▶ What the task requires
Filter the entries for the string "segment". Copy each line that has it.

=== Section Start ===

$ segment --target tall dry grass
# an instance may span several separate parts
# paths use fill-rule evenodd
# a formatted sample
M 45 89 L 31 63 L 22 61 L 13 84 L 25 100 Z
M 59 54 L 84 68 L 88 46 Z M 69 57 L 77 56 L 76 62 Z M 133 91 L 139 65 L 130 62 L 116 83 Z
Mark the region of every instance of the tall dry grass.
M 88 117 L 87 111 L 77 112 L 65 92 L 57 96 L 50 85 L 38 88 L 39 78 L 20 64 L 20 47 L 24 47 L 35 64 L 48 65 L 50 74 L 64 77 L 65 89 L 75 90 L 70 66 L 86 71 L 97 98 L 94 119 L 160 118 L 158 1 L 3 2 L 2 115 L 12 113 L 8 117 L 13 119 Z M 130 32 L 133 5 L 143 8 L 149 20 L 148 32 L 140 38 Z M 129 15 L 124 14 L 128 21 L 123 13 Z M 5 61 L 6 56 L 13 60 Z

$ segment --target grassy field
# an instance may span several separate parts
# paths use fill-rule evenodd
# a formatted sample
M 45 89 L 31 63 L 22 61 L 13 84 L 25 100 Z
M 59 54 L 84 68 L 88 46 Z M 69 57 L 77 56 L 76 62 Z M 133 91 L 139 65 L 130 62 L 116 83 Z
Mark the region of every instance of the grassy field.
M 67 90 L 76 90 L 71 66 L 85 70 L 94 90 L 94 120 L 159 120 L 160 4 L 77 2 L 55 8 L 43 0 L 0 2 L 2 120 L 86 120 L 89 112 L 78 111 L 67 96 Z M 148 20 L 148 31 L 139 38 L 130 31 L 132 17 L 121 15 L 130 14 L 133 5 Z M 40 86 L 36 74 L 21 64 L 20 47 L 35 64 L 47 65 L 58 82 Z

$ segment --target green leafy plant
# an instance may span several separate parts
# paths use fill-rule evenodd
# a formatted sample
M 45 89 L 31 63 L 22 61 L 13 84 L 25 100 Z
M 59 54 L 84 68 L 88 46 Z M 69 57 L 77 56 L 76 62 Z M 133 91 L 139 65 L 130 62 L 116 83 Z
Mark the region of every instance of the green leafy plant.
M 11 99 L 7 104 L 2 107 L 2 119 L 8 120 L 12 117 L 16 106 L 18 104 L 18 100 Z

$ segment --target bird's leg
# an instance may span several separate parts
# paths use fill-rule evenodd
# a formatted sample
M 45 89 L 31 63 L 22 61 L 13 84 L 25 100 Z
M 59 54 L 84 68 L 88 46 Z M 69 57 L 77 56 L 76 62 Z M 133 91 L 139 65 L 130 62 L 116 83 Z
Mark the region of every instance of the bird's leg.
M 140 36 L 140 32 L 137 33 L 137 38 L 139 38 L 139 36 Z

=== Section End ===
=== Section Start ===

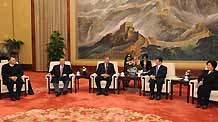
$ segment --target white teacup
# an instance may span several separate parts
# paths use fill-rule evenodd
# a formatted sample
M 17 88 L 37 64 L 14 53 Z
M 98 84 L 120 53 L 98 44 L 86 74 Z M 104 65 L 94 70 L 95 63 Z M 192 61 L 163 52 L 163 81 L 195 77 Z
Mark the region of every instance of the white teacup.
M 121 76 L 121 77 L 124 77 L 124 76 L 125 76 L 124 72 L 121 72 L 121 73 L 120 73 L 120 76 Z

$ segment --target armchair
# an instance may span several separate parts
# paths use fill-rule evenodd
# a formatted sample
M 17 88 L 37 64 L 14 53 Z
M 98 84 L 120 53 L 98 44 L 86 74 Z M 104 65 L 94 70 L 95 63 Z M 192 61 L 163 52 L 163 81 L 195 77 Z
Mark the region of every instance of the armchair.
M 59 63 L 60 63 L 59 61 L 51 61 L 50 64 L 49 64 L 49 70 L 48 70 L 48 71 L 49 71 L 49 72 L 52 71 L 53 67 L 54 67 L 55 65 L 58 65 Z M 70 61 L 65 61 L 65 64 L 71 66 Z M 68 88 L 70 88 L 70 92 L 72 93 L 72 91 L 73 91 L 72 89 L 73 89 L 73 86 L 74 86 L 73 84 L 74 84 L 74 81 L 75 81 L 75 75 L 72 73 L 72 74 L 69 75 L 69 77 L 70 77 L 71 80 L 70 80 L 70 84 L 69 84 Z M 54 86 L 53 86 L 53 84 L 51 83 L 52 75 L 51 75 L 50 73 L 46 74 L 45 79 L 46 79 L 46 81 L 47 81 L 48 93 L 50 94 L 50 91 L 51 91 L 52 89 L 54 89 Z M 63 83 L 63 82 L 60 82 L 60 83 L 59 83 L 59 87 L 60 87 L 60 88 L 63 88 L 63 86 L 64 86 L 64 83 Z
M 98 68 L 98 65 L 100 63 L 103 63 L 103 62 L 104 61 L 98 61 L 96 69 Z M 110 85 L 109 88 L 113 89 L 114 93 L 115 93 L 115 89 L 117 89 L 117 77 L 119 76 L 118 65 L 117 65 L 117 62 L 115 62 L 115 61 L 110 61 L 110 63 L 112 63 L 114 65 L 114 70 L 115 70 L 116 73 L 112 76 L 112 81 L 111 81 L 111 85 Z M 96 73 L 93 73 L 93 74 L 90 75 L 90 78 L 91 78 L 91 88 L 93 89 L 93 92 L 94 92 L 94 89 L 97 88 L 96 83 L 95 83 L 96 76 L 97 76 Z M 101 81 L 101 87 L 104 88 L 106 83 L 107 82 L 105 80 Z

=== Section End ===

▶ Task result
$ segment --target tall dry grass
$ segment --target grassy field
$ segment --target green leafy plant
$ segment --target bird's leg
$ segment --target white teacup
$ segment --target armchair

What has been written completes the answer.